▸ Requirement
Return the full set of records, matching them character for character.
※
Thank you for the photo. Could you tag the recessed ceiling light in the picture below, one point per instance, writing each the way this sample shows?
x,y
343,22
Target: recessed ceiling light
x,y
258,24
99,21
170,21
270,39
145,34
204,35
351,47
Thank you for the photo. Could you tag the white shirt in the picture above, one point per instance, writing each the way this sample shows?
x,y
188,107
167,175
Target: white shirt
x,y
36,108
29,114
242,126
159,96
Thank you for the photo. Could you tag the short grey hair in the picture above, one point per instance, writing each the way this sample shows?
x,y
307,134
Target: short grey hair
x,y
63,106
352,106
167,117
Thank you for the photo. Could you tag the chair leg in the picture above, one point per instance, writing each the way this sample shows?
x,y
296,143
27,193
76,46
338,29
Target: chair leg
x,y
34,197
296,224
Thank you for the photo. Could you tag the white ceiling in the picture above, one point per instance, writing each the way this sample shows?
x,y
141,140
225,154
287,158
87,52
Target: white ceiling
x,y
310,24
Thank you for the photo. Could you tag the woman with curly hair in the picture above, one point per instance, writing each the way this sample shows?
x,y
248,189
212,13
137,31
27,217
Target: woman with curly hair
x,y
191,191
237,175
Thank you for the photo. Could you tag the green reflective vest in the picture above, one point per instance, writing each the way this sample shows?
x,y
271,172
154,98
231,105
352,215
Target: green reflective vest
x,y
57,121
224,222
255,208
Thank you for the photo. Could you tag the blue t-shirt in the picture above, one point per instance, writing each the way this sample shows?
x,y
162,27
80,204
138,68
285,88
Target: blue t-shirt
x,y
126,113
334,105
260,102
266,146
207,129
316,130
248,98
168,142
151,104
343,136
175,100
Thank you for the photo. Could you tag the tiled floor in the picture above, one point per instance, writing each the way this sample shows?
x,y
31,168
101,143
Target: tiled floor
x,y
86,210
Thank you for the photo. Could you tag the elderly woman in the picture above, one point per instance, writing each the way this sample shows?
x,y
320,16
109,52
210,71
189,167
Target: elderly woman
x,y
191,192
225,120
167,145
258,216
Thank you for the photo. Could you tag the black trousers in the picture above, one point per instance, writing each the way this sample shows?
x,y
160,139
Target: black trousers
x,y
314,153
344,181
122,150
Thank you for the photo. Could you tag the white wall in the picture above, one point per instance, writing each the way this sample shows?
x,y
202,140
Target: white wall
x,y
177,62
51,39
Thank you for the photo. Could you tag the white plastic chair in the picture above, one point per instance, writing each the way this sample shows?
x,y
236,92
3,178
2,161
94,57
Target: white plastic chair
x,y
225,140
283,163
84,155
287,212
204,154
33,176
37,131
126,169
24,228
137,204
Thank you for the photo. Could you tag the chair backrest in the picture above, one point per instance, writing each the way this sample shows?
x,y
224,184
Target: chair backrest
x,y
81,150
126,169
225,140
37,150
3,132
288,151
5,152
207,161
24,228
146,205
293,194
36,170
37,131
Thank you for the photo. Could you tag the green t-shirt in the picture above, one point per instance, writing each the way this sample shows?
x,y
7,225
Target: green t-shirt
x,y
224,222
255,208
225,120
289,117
※
▸ Exercise answer
Thank you for the photo. Could you tag the recessed ceiling light in the picture below, one point per instance, writing each the way this sample shows?
x,y
343,22
Target: recessed ceiling light
x,y
258,24
99,21
170,21
270,39
145,34
204,35
351,47
Thank you for the photo. Could you tag the white shirt in the picture above, one point per instance, writing each the way this sample shows?
x,y
188,107
167,175
Target: white shirt
x,y
36,108
29,114
242,126
159,96
Thank you for the photo. Could you tag the short grey hair in the picture above, one point per instance, writing each the way this sample shows?
x,y
307,134
Target: short grey hair
x,y
63,106
352,106
167,117
Thank you for the photo. Could you tag the chair leg in the picture above, one point per instance, writing each the way this sample shows?
x,y
296,143
27,193
76,46
338,29
Target: chair leg
x,y
34,197
296,224
Thank you for the photo. Could you tag the white ceiling in the picture above, one point per instance, writing each the way this sample shows?
x,y
141,140
225,154
287,158
87,52
Target: white ceiling
x,y
310,24
Thank you for the photo. Could you tag the woman with curly hair in the picture above, one point per instance, writing each the way this sample shows?
x,y
248,189
212,13
137,31
27,217
Target: woman with curly hair
x,y
191,191
237,175
Thank you for the photo. Could you tag the green reflective vest in the picture above, one point per instance, writing each the way this sample shows?
x,y
271,172
154,98
231,105
352,215
Target: green reflective vest
x,y
57,121
224,222
255,208
Thank you for the photo. Could you tag the blue t-shirt in the picture above, one point per instance, writing each the way this sample shows?
x,y
162,27
80,204
138,68
285,88
Target: blue t-shirt
x,y
126,113
334,105
260,102
266,146
207,129
316,130
248,98
168,142
151,104
343,136
175,100
Thank you for the photo. Could you tag the tiled floor in the picture above, one point per instance, writing each the way this sample shows?
x,y
31,168
101,143
Target: tiled floor
x,y
86,210
Thank you for the photo. Could you tag the elderly woman in the picture above, one point per instance, writing each the way this sample shows?
x,y
320,16
109,52
210,71
189,167
Target: elderly woman
x,y
191,192
225,120
167,145
258,216
Thank you for the photo. Could you tag the black trousers in the picture above, one point per instance, writing each the way this sample shows?
x,y
160,139
Target: black trousers
x,y
314,153
344,181
122,150
Thank you for the photo. Could you tag the white wall in the picture above, one point per instance, writing each the way this sample shows?
x,y
202,140
Target: white wall
x,y
177,62
51,39
Thank you for the photo. Could you tag the white plastic chair in the picture above, one point per instance, writing each the way this sample shows?
x,y
236,92
3,178
2,161
94,57
Target: white plastic chair
x,y
225,140
283,163
84,155
287,212
204,154
33,176
37,131
126,169
24,228
137,204
Thank you for the photo. Could you tag the chair backrest in the picture above, one point per instance, writing each the way this sample shows?
x,y
224,184
Target: chair backrest
x,y
81,150
126,169
225,140
37,150
3,132
288,151
5,152
207,161
24,228
146,205
293,194
36,170
37,131
Thank you for the photo. Could you tag the green t-shirt in the picture above, one point per instance, writing each the way this sample shows?
x,y
7,225
Target: green t-shirt
x,y
224,222
255,208
225,120
289,117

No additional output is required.